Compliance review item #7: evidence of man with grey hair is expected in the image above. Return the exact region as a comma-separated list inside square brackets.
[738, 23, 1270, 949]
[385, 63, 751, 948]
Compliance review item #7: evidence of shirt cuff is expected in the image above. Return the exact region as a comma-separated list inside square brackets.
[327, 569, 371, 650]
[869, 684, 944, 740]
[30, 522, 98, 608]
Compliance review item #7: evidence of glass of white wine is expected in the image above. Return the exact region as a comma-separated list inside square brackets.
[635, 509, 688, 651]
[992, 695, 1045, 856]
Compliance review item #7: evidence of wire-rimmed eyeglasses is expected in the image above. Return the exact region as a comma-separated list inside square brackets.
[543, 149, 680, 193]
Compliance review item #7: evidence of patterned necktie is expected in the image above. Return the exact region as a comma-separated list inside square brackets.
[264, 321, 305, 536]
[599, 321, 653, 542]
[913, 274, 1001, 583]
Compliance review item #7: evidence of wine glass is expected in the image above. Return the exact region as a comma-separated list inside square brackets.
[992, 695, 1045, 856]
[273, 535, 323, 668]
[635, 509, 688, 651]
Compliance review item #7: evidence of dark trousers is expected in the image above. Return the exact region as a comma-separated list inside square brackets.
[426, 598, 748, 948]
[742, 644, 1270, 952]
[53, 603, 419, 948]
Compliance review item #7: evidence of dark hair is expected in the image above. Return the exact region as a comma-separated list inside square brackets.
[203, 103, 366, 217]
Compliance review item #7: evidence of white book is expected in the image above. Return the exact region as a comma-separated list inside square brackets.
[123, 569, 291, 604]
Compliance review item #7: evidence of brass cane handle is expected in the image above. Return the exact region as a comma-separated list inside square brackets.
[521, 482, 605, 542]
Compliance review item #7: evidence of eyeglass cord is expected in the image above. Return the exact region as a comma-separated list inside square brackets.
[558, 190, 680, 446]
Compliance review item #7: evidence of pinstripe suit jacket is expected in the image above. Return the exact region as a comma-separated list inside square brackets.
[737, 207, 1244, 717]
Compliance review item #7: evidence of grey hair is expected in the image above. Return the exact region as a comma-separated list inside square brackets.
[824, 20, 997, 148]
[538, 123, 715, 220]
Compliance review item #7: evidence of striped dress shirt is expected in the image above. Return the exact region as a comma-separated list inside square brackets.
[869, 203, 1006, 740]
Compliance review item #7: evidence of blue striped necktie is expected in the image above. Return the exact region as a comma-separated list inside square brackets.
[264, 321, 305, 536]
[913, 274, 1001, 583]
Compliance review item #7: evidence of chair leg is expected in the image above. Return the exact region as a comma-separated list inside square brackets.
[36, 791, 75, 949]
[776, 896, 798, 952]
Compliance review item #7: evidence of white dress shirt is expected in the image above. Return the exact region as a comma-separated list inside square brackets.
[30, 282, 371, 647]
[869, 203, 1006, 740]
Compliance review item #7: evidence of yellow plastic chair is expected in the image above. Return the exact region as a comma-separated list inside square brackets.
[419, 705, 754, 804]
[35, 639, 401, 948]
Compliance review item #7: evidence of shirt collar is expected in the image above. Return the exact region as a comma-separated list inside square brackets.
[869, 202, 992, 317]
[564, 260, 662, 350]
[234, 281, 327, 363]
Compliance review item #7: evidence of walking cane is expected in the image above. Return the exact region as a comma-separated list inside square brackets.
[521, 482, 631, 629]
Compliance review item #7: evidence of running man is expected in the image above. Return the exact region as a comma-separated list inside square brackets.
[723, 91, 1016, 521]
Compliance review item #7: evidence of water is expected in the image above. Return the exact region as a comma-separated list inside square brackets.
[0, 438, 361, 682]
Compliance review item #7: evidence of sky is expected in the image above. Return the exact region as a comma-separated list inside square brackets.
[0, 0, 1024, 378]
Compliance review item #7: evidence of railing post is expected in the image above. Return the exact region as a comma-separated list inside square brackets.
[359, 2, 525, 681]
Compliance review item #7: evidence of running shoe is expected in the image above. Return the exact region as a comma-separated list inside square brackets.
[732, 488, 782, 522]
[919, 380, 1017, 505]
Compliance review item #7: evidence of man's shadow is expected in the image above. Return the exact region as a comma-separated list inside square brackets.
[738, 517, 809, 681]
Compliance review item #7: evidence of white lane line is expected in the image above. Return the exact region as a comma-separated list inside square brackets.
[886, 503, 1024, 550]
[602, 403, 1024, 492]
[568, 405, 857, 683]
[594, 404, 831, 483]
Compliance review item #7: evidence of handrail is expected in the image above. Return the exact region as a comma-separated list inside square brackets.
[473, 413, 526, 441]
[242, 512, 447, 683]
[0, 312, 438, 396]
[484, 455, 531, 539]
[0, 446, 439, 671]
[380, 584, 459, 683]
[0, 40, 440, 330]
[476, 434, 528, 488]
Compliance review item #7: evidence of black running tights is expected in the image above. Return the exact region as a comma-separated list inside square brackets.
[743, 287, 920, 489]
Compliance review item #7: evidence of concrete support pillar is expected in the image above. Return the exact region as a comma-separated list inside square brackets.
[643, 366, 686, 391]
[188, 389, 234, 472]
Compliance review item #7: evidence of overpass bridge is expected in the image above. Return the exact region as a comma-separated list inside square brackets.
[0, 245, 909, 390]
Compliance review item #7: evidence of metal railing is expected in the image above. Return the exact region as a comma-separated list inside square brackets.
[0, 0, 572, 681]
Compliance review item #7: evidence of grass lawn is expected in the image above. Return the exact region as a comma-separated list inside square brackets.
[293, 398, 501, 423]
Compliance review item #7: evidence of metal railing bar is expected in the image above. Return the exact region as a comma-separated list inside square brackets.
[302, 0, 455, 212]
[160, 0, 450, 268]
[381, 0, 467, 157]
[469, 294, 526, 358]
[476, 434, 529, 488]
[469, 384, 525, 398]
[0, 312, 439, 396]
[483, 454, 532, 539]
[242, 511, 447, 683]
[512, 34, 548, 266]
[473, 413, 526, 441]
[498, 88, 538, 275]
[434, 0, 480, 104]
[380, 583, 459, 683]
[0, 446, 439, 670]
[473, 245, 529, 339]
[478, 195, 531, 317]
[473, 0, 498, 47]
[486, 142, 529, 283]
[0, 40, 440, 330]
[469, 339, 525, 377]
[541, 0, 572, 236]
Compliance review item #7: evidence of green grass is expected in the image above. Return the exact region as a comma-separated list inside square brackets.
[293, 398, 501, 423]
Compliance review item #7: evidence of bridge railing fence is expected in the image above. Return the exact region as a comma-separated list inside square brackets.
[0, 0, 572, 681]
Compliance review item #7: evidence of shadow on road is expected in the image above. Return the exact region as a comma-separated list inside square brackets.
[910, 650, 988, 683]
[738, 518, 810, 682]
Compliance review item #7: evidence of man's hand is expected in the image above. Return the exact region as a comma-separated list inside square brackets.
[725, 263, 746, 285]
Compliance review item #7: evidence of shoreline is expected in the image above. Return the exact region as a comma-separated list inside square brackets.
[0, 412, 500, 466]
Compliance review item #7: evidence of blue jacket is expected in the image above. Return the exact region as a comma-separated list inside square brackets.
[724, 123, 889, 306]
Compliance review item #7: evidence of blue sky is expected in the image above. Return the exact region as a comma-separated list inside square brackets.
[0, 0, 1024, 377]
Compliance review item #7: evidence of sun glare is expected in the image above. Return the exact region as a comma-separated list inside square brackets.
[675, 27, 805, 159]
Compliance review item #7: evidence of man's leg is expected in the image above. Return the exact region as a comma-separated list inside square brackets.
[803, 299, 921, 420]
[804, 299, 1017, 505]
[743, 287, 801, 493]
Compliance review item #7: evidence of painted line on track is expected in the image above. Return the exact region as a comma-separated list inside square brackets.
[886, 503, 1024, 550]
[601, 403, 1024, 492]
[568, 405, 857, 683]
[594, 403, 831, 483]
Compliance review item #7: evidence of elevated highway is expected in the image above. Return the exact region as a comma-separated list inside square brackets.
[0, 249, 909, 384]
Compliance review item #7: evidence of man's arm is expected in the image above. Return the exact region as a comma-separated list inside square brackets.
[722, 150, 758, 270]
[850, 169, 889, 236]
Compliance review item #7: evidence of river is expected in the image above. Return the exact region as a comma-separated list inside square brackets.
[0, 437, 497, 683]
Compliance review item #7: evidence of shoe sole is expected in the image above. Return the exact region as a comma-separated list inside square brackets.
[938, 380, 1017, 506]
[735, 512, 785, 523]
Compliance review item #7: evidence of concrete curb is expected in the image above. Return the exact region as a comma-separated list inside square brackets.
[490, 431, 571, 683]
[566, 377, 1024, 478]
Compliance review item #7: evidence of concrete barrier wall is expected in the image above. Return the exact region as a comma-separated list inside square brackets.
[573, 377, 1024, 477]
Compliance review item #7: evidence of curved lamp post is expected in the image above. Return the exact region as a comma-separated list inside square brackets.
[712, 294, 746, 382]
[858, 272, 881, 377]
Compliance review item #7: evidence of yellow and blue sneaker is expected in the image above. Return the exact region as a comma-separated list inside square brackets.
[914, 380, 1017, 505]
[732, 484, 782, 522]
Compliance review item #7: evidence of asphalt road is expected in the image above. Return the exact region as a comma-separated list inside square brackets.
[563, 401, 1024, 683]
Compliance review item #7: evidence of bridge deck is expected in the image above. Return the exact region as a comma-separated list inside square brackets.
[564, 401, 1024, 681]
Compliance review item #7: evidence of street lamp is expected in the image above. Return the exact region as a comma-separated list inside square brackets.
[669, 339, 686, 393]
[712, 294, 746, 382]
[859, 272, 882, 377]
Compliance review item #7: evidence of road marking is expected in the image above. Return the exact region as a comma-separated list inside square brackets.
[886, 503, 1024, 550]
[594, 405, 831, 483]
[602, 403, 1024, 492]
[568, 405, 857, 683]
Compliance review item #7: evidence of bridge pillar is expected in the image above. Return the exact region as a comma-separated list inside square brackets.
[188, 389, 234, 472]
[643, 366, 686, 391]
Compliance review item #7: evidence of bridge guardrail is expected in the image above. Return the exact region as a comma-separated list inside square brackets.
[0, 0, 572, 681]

__Requirement__
Output the lines of the items, from the line containing "Compliance review item #7: evidence of dark trousers" through the line containing "[123, 569, 291, 604]", as a JSON list of strings with one string per line and blank lines left out.

__Written response__
[
  "Compliance review item #7: evidence of dark trousers is expected in the image above. Return the exact region as a comma-separated list inside square brackets.",
  "[426, 598, 748, 948]",
  "[742, 644, 1270, 952]",
  "[53, 603, 419, 948]",
  "Compliance review item #7: evidence of dark hair is expected in the image above. Return the exact region as a comma-separated list inside square brackets.",
  "[203, 103, 366, 217]",
  "Compliance review item #7: evidence of white book is expected in the image above. Return the exact region as a comma-separated list inside square brackets.",
  "[123, 569, 291, 604]"
]